[Data excerpts]
──────────────────────────────
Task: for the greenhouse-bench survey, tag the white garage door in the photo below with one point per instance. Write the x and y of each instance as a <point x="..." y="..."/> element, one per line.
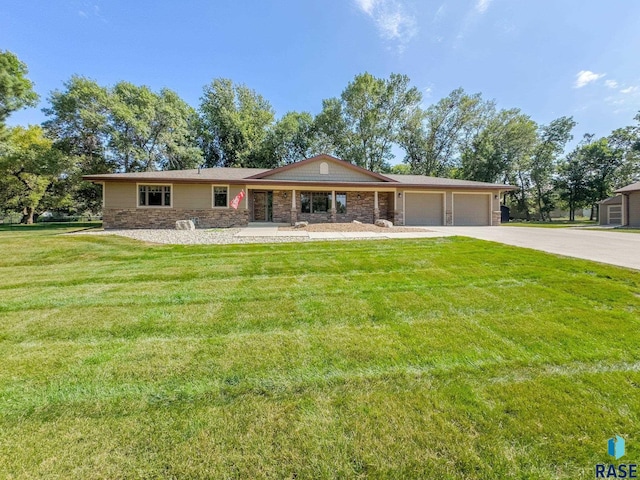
<point x="423" y="209"/>
<point x="471" y="209"/>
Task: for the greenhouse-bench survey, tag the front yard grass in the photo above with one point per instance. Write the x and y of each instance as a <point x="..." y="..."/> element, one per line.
<point x="438" y="358"/>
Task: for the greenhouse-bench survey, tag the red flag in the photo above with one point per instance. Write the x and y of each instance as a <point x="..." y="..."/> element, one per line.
<point x="236" y="201"/>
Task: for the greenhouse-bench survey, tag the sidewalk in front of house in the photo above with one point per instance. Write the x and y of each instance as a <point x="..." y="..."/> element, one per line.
<point x="263" y="231"/>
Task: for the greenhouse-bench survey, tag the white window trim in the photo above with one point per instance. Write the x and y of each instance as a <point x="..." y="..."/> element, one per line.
<point x="213" y="198"/>
<point x="148" y="184"/>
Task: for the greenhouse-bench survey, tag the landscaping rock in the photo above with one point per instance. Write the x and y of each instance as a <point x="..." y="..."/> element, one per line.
<point x="185" y="225"/>
<point x="384" y="223"/>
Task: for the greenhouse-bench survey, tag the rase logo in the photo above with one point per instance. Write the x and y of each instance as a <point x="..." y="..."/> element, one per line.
<point x="616" y="448"/>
──────────────────────────────
_Exercise details_.
Repeat, word for word, every line from the line that contains "Task: for the greenhouse-bench survey, tag the front" to the end of the entries; include both of those lines and no others.

_Written response_.
Task: for the greenhouse-bench survey, tag the front yard grass in the photo above with one point per instance. Write the x and y of each instance as a <point x="..." y="..."/> element, one per line.
<point x="438" y="358"/>
Task: for the greenhouse-bench survey, tag the red flag in the photo above with one point per instance. Write the x and y of each instance as a <point x="..." y="..."/> element, one per line.
<point x="236" y="201"/>
Task: for the greenhouse-bench survey, tag the sidewalk in front of house in the photo above with one point per instance. Write the x and y of each instance as a <point x="..." y="..."/> element, one per line.
<point x="263" y="231"/>
Task: for the greenhouse-bench survey, tag the white window trim in the photo above with one point per instance. Write the x and y of each instance as a <point x="..." y="..."/> element, one per line.
<point x="213" y="198"/>
<point x="148" y="184"/>
Task: for the greenhouse-bench survey, tag the landscaping rock in the photo above with one point per instance. Write the x and y of each instance as a <point x="..." y="..."/> element, one per line.
<point x="185" y="225"/>
<point x="384" y="223"/>
Task: for the greenhouse-bench survey, tag the rase logo in the photo above with one point per instance. Write the x and y of each instance as a <point x="..." y="..."/> element, one per line.
<point x="616" y="448"/>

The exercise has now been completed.